- [任务要求]:
请找出下面所有含有字符串“then”的行，并逐行完整抄出。匹配时区分大小写。

- [给定内容]:
-- -- --

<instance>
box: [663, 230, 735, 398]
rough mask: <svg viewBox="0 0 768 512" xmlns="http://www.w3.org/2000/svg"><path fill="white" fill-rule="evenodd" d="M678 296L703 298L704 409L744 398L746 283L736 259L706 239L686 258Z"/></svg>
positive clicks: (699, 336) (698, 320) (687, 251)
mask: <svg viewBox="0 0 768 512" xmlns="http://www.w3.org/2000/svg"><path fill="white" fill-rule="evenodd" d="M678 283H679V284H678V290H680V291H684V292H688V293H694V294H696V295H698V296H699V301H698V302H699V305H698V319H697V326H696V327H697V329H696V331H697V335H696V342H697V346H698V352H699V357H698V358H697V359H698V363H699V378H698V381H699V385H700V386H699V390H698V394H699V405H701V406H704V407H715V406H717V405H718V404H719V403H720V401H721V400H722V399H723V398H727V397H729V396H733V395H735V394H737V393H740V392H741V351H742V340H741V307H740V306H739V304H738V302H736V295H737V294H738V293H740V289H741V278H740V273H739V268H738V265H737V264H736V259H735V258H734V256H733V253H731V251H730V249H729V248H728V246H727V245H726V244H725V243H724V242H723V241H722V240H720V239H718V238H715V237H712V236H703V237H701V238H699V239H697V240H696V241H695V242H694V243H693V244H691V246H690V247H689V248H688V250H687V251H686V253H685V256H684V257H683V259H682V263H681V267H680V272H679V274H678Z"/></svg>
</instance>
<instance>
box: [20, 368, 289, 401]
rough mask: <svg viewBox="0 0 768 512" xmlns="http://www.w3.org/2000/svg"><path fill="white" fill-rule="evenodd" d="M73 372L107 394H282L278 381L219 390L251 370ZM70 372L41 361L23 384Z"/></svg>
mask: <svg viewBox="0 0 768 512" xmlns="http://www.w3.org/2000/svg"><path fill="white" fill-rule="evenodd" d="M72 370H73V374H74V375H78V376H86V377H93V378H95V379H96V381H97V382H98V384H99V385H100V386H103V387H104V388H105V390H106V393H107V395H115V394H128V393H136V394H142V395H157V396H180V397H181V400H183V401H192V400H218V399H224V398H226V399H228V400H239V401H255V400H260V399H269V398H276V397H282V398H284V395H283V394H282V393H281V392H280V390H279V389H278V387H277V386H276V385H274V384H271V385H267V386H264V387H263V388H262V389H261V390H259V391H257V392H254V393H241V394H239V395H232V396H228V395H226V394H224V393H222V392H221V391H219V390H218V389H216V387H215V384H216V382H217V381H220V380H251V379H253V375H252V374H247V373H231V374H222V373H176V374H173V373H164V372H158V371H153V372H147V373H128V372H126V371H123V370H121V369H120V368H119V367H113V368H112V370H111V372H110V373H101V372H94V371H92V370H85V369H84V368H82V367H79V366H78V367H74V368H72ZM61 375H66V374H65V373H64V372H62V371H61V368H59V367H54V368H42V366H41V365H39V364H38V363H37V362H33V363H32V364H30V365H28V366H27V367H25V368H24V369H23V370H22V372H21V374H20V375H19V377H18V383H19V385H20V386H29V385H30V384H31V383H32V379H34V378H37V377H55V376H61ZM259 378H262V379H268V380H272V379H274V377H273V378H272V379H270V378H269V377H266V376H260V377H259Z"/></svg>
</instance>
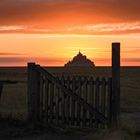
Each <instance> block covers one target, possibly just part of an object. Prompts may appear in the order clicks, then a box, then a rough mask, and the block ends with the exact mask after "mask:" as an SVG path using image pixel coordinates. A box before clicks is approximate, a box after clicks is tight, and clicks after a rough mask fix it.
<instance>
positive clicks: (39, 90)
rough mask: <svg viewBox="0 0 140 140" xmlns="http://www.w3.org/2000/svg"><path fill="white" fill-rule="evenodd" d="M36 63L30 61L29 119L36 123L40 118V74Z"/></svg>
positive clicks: (28, 79)
mask: <svg viewBox="0 0 140 140" xmlns="http://www.w3.org/2000/svg"><path fill="white" fill-rule="evenodd" d="M35 66H36V65H35V63H28V120H29V121H30V122H32V123H36V122H37V120H38V114H39V112H38V108H39V106H38V104H39V103H38V101H39V99H38V95H39V91H40V85H39V82H40V75H39V73H38V72H37V71H36V70H35Z"/></svg>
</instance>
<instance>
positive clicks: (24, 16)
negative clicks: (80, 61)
mask: <svg viewBox="0 0 140 140" xmlns="http://www.w3.org/2000/svg"><path fill="white" fill-rule="evenodd" d="M126 3H127V4H126ZM139 9H140V1H139V0H133V1H132V0H4V1H0V66H15V65H16V66H25V65H26V64H27V62H29V61H32V62H33V61H35V62H37V63H39V64H41V65H47V66H62V65H64V64H65V63H66V62H67V61H69V60H71V59H72V57H73V56H75V55H76V54H77V53H78V51H79V50H81V52H82V53H83V54H85V55H87V57H88V58H90V59H91V60H93V61H94V62H95V64H96V65H97V66H100V65H111V43H112V42H121V65H133V66H134V65H135V66H139V65H140V55H139V54H140V20H139V19H140V14H139Z"/></svg>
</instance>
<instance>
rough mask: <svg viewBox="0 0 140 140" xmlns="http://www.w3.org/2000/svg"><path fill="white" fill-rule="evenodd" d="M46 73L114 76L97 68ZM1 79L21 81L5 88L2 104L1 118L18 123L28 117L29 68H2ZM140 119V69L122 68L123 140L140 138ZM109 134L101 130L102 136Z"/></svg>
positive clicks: (121, 68)
mask: <svg viewBox="0 0 140 140" xmlns="http://www.w3.org/2000/svg"><path fill="white" fill-rule="evenodd" d="M47 70H48V71H49V72H51V73H53V74H57V73H59V74H72V75H75V74H80V75H87V74H88V75H94V76H95V77H97V76H100V77H102V76H108V77H109V76H111V69H110V68H107V67H98V68H96V69H94V70H92V69H82V70H81V69H75V68H74V69H71V70H70V71H69V70H68V69H63V68H47ZM0 80H16V81H18V83H17V84H11V85H4V88H3V92H2V97H1V101H0V114H1V115H2V116H9V115H10V116H12V118H17V119H18V120H25V119H26V117H27V72H26V69H25V68H0ZM139 117H140V67H127V68H121V133H124V134H125V136H124V139H128V140H129V139H135V138H137V137H139V136H140V120H139ZM99 133H101V132H99ZM106 133H108V132H105V131H102V135H103V134H106ZM119 133H120V132H119ZM99 135H101V134H99ZM114 135H115V134H114ZM92 137H93V136H92ZM97 137H98V136H97Z"/></svg>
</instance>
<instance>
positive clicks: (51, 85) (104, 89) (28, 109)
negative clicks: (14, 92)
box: [28, 44, 120, 128]
mask: <svg viewBox="0 0 140 140" xmlns="http://www.w3.org/2000/svg"><path fill="white" fill-rule="evenodd" d="M118 47H119V44H118ZM117 51H118V50H117ZM118 52H119V51H118ZM114 53H115V55H116V49H114V51H113V53H112V54H114ZM115 59H117V58H113V66H114V65H115V63H116V62H117V66H114V68H115V70H112V71H113V75H112V77H110V78H105V77H102V78H99V77H96V78H95V77H92V76H90V77H89V76H88V77H86V76H63V75H62V76H56V75H55V76H53V75H51V74H50V73H48V72H47V71H46V70H45V69H44V68H42V67H40V66H39V65H36V64H35V63H29V64H28V112H29V120H31V121H32V122H33V123H37V122H42V123H44V124H54V125H67V126H76V127H96V128H106V127H109V126H111V125H112V124H113V125H115V126H118V119H119V116H117V115H118V114H119V107H118V106H119V105H118V102H119V101H118V100H119V94H120V93H119V89H118V88H119V81H118V80H119V78H118V77H117V76H118V75H119V71H118V70H119V68H118V67H119V63H118V62H119V61H116V60H115ZM119 59H120V58H119ZM117 68H118V70H117ZM115 74H117V76H116V75H115ZM114 75H115V76H114ZM113 76H114V77H113ZM116 84H117V85H116ZM113 88H115V89H113ZM116 88H117V90H116ZM112 91H115V92H114V93H115V94H114V93H113V92H112ZM116 97H117V98H116ZM114 109H115V110H114ZM114 121H115V123H114Z"/></svg>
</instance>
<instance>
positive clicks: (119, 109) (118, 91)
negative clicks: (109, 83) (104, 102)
mask: <svg viewBox="0 0 140 140" xmlns="http://www.w3.org/2000/svg"><path fill="white" fill-rule="evenodd" d="M119 122H120V43H112V127H116V128H117V127H119Z"/></svg>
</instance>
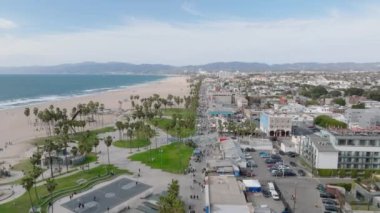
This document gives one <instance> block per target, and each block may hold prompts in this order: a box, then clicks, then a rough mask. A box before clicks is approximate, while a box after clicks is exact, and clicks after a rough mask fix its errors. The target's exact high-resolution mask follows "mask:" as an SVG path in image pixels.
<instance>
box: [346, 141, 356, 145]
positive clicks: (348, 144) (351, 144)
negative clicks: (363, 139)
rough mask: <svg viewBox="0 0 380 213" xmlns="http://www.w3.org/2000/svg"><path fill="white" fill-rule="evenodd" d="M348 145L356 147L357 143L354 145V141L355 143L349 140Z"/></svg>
mask: <svg viewBox="0 0 380 213" xmlns="http://www.w3.org/2000/svg"><path fill="white" fill-rule="evenodd" d="M347 145H349V146H354V145H355V143H354V141H353V140H348V142H347Z"/></svg>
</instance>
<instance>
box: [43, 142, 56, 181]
mask: <svg viewBox="0 0 380 213" xmlns="http://www.w3.org/2000/svg"><path fill="white" fill-rule="evenodd" d="M44 150H45V152H47V153H48V156H49V167H50V177H52V178H53V177H54V174H53V158H52V157H51V153H52V152H53V151H54V150H55V144H54V143H53V141H52V140H46V141H45V145H44Z"/></svg>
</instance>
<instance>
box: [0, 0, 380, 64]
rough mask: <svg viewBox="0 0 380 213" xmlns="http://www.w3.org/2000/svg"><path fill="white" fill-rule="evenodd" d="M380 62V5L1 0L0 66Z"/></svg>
mask: <svg viewBox="0 0 380 213" xmlns="http://www.w3.org/2000/svg"><path fill="white" fill-rule="evenodd" d="M85 61H93V62H113V61H118V62H128V63H135V64H142V63H153V64H170V65H178V66H181V65H195V64H205V63H211V62H220V61H223V62H227V61H243V62H262V63H268V64H276V63H295V62H324V63H326V62H379V61H380V1H378V0H318V1H310V0H234V1H231V0H198V1H196V0H192V1H191V0H186V1H183V0H182V1H180V0H80V1H78V0H0V66H30V65H55V64H63V63H80V62H85Z"/></svg>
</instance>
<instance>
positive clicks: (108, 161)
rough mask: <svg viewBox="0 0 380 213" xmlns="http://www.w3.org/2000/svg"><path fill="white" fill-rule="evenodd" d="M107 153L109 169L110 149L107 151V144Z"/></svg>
mask: <svg viewBox="0 0 380 213" xmlns="http://www.w3.org/2000/svg"><path fill="white" fill-rule="evenodd" d="M107 155H108V169H109V167H110V164H111V163H110V151H109V148H108V146H107Z"/></svg>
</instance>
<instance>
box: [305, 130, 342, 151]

-- -- --

- [回答]:
Each <instance> block covers one target, possibly just part of an object. Prompts may appear in the order clicks, then a box, then a rough mask, and the block ends with the exact mask after "mask:" as an SVG path using image pixel coordinates. A box before clicks is approximate, a box after clicks is tight, and clicks after a rough mask fix it.
This document gives one <instance> block per target, and each block may hold prompts in this order: a box, then clicks, then a rough mask. A box before clicks is approximate, while a box after clicks is exact, and clicks after a rough mask fix its errors. The target's exact high-resolution mask follows "mask:" as an SVG path in image pixels.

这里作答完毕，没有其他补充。